═══ DATASET ROWS

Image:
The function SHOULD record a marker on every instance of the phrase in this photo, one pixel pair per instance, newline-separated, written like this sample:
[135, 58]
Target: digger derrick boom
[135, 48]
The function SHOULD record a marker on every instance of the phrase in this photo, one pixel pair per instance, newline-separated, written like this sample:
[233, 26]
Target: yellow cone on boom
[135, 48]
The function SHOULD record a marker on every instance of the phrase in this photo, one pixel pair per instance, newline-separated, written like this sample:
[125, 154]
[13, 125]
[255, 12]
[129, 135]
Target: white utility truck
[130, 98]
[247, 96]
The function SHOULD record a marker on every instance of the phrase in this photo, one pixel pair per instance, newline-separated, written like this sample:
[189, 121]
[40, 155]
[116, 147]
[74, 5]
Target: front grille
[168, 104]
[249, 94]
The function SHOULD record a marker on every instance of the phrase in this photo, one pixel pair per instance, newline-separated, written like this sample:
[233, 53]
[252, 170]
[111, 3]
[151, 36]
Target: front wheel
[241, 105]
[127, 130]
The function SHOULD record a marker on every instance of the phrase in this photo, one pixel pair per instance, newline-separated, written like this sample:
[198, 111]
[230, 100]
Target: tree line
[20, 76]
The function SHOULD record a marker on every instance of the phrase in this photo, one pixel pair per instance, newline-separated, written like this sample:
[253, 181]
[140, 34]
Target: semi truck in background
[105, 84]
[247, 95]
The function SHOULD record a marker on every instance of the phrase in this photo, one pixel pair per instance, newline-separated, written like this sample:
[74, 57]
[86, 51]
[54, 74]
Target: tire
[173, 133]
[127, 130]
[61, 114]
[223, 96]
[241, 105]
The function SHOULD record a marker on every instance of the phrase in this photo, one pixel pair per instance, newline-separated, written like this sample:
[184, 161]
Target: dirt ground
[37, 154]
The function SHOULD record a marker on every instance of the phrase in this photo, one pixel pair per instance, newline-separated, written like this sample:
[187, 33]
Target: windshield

══════

EXERCISE GOAL
Return the material exactly as it stands.

EXPECTED ANSWER
Image:
The function SHOULD record a marker on every instance of the phrase in this photo, one pixel pair per instance, newline-separated, written like this sample:
[135, 58]
Target: digger derrick boom
[135, 48]
The function SHOULD record a marker on every instance of the phrase in this photo, one pixel pair per instance, newline-separated, written like this sample:
[233, 26]
Target: yellow cone on boom
[135, 48]
The function SHOULD record a marker on every instance of the phrase in this photo, one pixel pair per instance, newline-separated, written like this sample:
[125, 154]
[13, 125]
[255, 12]
[129, 135]
Target: white utility truck
[130, 98]
[247, 96]
The function SHOULD record a marker on every instance of the phrase in this photo, one pixel pair per instance, newline-separated, written like this sample:
[189, 121]
[40, 155]
[116, 147]
[74, 5]
Target: front grille
[168, 104]
[249, 94]
The function SHOULD record a marker on every instance of the phrase in this photo, one pixel pair per instance, newline-separated, written like this sample:
[233, 53]
[252, 170]
[111, 3]
[151, 36]
Target: front wheel
[241, 105]
[127, 130]
The function SHOULD record a marker on every instance of the phrase in this photo, one pixel pair per instance, newline-separated, written like this sample:
[198, 111]
[230, 100]
Target: tree line
[20, 76]
The function SHOULD record a marker on every instance of the phrase in this photo, one pixel pair per instance, newline-separated, written like this sample:
[253, 181]
[140, 34]
Target: semi truck in background
[105, 84]
[247, 95]
The function SHOULD record a marker on every instance of the phrase in this photo, one pixel pair per instance, newline-separated, written like this sample:
[74, 57]
[86, 51]
[54, 74]
Target: tire
[173, 133]
[127, 130]
[61, 114]
[223, 96]
[241, 105]
The function SHOULD record a marker on every instance of the phrase in this photo, one pixel pair per instance, newline-separated, written like this sample:
[184, 161]
Target: dirt ground
[37, 154]
The function SHOULD record a marker on every instance of the phrase in this photo, one pixel pair per instance, newline-separated, written like this sample:
[187, 33]
Target: windshield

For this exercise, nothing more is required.